▶ **Exercise 1**
In the forum post about string theory, which theory is string theory said to be unlike, and which is it said to resemble more?
▶ **Exercise 2**
Shorten the paragraph of the forum post about string theory that begins "So my idea was" while keeping its main facts.
▶ **Exercise 3**
Return the part of the forum post about string theory starting with "So my idea was" and going on through "to be fair.", word for word.

▶ **Document segment**
___

In-depth clarification of individual details was not my intention for this thread. I know some of these results, either from papers or from discussions here in this forum, sometimes with active string theorists. And if I want to understand more regarding one specific problem I will ask this question in an own thread.

My intention was different: I started this thread with a rather broad and generic criticism regarding the string theory research program as a whole. A reply should be equally broad and generic leaving out many interesting details, but it should address my generic criticism and of course summarize gain knowledge achieved during this discussion. Just as an example: it is not relevant that heterotic string theory has topological invariants which can be identified with fermion generations; that's interesting mathematically but irrelevant physically as long as we do not know "why heterotic string theory instead of something else" and as long as we have no good reason why the results should be three. But the find that "string theory" is not like QCD but more like "gauge theory", i.e. a framework instead of one individual theory, combined with the idea that string theory harmonizes different theories (like gauge theories, SUSY-GUTs and SUGRAs) into one single theory with different vacua is a very deep result and profound knowledge.

So my idea was to let one expert answer the generic questions I started with and to summarize the main achievements, both of the theory and of course of our common understanding developed together as part of this discusson. This seems to be fair.

If the answer to some question is "we don't know yet", then this answer should be part of the reply, why not?

___

▶ **Supplied information**

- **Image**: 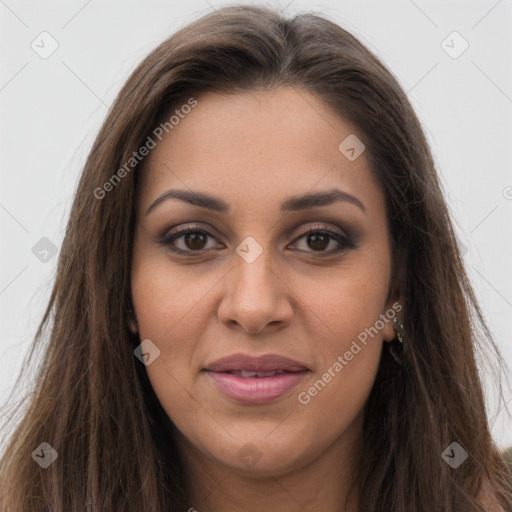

___

▶ **Complete answer 1**
String theory is said to be unlike QCD and more like gauge theory.

▶ **Complete answer 2**
The writer wanted one expert to answer the broad opening questions and to sum up the main achievements, both of the theory itself and of the shared understanding built during the discussion. The writer considers this a fair request.

▶ **Complete answer 3**
So my idea was to let one expert answer the generic questions I started with and to summarize the main achievements, both of the theory and of course of our common understanding developed together as part of this discusson. This seems to be fair.